▶ Given instruction:
Copy every line below, from the line with "Each returned marker MUST sit on an instance of the plastic" to the line with "[[461, 223]]", including both of those lines. Shift each coordinate in the answers by adding 22 to it, and leave all other text unchanged.

(Dataset excerpts on object pointing)
================================

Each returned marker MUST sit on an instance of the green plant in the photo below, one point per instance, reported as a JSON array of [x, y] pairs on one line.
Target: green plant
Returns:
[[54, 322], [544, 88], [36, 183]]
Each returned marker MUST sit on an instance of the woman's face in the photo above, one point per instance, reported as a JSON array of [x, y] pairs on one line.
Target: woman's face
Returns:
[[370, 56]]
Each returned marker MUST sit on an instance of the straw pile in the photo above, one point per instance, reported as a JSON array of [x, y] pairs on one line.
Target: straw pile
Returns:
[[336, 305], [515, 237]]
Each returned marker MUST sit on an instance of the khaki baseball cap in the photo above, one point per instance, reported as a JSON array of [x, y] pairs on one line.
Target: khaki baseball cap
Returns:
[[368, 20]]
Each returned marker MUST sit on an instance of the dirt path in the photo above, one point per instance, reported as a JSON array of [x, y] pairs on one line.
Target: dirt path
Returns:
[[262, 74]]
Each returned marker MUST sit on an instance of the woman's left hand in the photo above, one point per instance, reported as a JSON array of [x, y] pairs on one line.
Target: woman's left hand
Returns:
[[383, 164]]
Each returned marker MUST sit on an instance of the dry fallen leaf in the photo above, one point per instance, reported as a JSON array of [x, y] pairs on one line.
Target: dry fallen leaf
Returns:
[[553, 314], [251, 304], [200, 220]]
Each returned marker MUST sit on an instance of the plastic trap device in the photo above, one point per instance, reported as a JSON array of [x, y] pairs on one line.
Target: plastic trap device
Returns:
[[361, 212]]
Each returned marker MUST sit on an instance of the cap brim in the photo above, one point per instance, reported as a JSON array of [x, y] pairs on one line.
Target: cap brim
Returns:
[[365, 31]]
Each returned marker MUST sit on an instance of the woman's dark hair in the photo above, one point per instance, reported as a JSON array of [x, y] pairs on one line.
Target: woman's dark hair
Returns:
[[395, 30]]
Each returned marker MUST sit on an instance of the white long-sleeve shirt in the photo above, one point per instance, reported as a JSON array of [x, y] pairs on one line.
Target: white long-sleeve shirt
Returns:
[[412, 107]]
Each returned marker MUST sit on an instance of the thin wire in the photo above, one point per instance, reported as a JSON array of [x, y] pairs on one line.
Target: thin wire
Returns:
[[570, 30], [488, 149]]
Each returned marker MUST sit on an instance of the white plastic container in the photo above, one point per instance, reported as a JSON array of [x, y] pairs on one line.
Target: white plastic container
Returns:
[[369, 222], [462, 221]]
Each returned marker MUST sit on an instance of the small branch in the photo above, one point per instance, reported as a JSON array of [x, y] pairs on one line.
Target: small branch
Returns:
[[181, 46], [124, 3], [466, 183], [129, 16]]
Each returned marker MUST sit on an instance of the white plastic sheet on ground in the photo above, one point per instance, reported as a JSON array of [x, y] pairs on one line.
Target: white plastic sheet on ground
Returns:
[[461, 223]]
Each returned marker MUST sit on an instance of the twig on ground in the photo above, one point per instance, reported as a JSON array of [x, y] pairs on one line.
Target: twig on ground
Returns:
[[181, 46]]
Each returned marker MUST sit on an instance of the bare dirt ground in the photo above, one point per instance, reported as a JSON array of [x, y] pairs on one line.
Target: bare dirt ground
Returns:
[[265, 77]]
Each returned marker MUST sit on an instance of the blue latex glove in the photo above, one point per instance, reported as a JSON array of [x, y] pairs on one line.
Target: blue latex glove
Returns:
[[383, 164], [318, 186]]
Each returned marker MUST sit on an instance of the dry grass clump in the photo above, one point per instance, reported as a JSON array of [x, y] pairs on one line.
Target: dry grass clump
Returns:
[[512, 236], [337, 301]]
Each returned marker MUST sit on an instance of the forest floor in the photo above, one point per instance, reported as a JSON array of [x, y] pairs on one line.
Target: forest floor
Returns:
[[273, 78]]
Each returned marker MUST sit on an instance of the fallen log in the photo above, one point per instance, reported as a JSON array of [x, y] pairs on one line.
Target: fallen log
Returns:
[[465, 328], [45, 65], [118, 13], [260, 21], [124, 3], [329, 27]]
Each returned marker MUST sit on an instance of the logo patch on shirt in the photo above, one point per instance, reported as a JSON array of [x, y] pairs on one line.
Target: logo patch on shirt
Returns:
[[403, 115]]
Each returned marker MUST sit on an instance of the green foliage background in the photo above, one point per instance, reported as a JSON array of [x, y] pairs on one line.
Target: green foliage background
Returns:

================================

▶ Output for this exercise:
Each returned marker MUST sit on an instance of the plastic trap device in the photo above, one point per instance, reported as a JSON array of [x, y] pairs on one line.
Target: plastic trap device
Returns:
[[383, 234]]
Each returned marker MUST sit on an instance of the cap brim in the photo above, one point per instance, reported as a JSON array of [x, y] pairs on one line.
Target: cap brim
Returns:
[[387, 53]]
Each returned marker MUST sit on an instance of the woman's dark hair in the photo above, one point per instance, reported as a JSON array of [x, y] pairs on one line.
Target: woman's dark hair
Returns:
[[417, 52]]
Each returned marker MUST sit on an instance of the white long-sleeve shirt in the photo above, one point per instance, reported as a JSON array of [x, y] pairs on one line.
Target: white long-sleeve shirt
Returns:
[[434, 129]]
Each returned marker MUST sit on an instance of the thin wire in the photo above, one point per instance, reported as a JSON array of [x, y] pairs on one line.
Target: thin wire
Returns:
[[592, 52], [510, 171]]
Each returned marker MUST sit on an instance of the white plastic container in the photo above, one point per instance, reported as a JSON array of [x, y] pairs on one line.
Target: white plastic container
Returns:
[[391, 244], [484, 243]]
Each returned marker MUST sit on an instance of the small branch in the photo above, one point per instance, reported as a JSON array of [x, y] pairs on one line.
Target: small branch
Returns:
[[203, 68], [146, 25], [488, 205], [151, 38]]
Each returned marker MUST sit on an instance of the white plastic sheet on ground in the photo above, one point per instance, reported as a JSON array of [x, y] pairs on one line.
Target: white plastic sheet on ground
Returns:
[[483, 245]]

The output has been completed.